> [Records provided]:
━━━
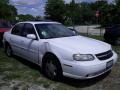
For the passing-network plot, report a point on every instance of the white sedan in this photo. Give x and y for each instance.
(58, 50)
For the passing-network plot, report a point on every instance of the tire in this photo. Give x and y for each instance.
(8, 51)
(52, 68)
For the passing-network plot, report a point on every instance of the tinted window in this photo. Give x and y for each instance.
(4, 25)
(17, 29)
(47, 31)
(28, 29)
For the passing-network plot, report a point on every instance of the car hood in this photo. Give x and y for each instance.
(80, 44)
(4, 29)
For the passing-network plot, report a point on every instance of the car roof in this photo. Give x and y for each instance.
(40, 22)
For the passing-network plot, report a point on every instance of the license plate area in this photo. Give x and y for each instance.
(109, 64)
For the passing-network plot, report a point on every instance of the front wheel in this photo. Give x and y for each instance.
(8, 51)
(52, 68)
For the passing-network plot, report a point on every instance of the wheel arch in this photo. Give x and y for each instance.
(52, 55)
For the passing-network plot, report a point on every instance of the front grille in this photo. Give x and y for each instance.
(104, 55)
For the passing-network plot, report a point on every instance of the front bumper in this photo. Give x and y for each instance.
(86, 69)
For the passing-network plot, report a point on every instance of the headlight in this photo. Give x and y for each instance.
(83, 57)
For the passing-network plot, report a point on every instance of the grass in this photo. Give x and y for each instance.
(15, 68)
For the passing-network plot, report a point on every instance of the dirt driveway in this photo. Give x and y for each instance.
(19, 74)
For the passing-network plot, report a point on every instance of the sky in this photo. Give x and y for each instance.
(36, 7)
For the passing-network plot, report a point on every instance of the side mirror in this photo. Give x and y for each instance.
(31, 36)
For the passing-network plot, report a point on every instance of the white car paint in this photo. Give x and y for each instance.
(63, 48)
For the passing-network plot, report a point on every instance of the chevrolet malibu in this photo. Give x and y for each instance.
(58, 50)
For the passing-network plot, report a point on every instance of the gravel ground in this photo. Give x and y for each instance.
(19, 74)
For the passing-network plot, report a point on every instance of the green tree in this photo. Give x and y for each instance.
(7, 11)
(55, 10)
(25, 17)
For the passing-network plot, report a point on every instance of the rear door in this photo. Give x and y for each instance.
(30, 47)
(16, 39)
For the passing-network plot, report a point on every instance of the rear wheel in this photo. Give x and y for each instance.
(9, 51)
(52, 68)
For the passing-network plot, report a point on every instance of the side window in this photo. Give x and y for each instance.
(17, 29)
(28, 29)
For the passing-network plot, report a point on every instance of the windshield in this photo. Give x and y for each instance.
(4, 25)
(47, 31)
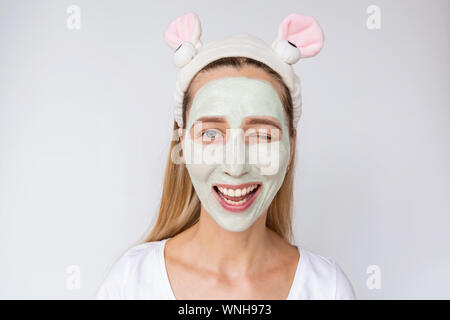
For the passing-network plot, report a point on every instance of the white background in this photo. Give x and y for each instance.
(86, 118)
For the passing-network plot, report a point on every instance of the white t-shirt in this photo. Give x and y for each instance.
(140, 273)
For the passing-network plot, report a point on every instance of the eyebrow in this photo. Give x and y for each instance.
(211, 119)
(263, 121)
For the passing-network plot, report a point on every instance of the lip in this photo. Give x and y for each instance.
(243, 206)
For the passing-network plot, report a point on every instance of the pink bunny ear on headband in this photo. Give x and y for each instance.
(299, 36)
(183, 36)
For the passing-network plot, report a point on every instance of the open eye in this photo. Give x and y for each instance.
(211, 134)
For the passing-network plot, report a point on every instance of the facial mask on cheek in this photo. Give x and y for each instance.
(260, 166)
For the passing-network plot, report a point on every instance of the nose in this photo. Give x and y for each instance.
(235, 170)
(236, 155)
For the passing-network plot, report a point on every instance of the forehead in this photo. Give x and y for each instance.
(236, 98)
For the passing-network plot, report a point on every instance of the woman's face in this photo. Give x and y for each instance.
(236, 145)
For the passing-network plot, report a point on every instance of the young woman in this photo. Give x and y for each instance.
(224, 224)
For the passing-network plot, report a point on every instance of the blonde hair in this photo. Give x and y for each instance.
(180, 206)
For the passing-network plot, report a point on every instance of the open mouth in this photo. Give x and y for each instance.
(236, 198)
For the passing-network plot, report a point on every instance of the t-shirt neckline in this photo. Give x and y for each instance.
(172, 295)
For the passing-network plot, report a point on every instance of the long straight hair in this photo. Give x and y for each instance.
(180, 206)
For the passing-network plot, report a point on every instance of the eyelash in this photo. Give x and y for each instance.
(211, 130)
(259, 135)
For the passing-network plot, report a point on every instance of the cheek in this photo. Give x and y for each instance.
(270, 158)
(201, 160)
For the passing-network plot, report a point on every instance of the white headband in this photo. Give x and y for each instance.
(299, 36)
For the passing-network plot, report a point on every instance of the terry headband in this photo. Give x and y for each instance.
(299, 36)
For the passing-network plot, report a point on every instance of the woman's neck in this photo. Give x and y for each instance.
(226, 252)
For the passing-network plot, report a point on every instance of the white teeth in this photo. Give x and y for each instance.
(237, 192)
(235, 203)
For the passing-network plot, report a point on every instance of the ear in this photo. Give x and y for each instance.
(183, 36)
(299, 36)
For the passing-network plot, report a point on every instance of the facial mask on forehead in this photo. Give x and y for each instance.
(236, 190)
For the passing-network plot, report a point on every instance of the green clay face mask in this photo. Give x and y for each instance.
(236, 180)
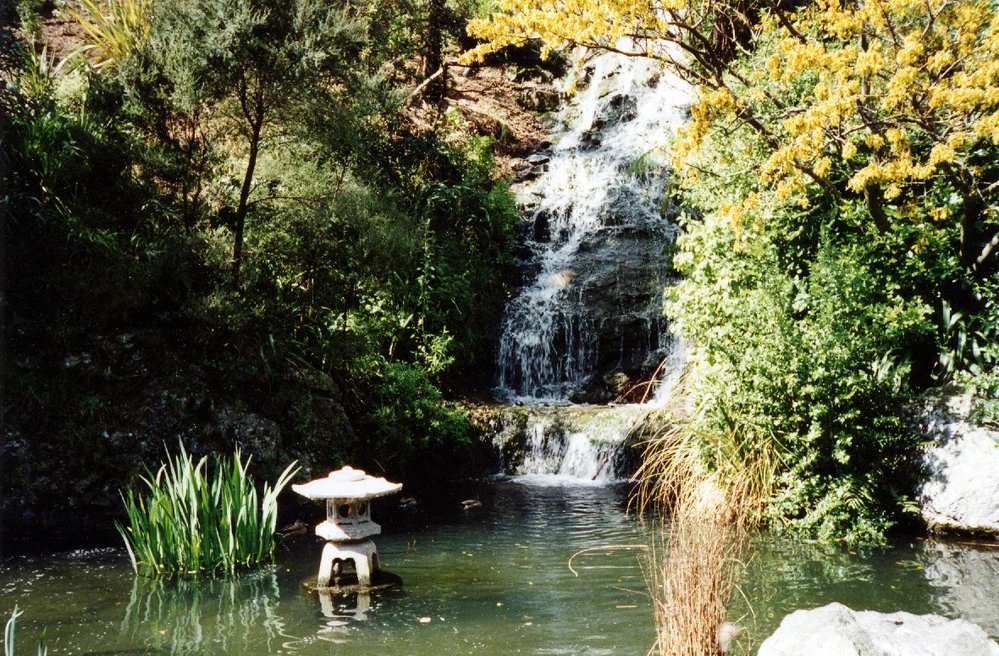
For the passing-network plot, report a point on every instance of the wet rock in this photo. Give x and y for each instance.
(835, 630)
(965, 579)
(583, 442)
(961, 490)
(538, 99)
(317, 381)
(255, 435)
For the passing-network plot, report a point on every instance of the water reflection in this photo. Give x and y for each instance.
(492, 582)
(196, 616)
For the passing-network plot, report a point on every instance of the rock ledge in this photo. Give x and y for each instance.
(835, 630)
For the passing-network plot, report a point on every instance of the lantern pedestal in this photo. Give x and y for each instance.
━━━
Swap "wet rock" for "damp rock" in the data from the line containing "the white headband" through the end of the data, leaving everything else unchanged. Give only those lines, and leave out the pictures.

For the passing-network plot, report a point on every instance of the white headband in this photo. Give x and y for each instance.
(299, 36)
For the passing-network plot, report a point on every instance of the terry headband in this photo. Give x and y for each instance.
(299, 36)
For the passing-network plot, report a point on every instance of the woman's neck in this photo. Give x and y for each instance.
(226, 252)
For the passing-network plot, report a point on every instance of the white teeth in this photo. Give x and y for each instance.
(237, 192)
(235, 203)
For the passing-network plot, report a point on every instance of the ear in this photo. Give x and y for each instance.
(183, 36)
(299, 36)
For the passing-network plot, report a point on every instance of the facial mask on forehead in this photo. Give x and y for each instance.
(236, 190)
For the passing-network plot, report a point on every instance of the green clay face mask in this photo. Give x and y for each instance.
(236, 180)
For the passing-network plot, report a point on every instance of the damp rock in this photo. Give x and y for each instance.
(835, 630)
(965, 579)
(583, 442)
(961, 490)
(538, 99)
(317, 381)
(255, 435)
For the passing-network plot, report a point on every instance of the water reflection in this photo. Give x and y for each instance.
(492, 582)
(196, 616)
For the passing-network plot, report a point on every instance of the rock ledge in this photo. Give x and y for each instance.
(835, 630)
For the passing-network plot, report a point on every instance of the lantern pedestal in this photo. Give x and y for each instance.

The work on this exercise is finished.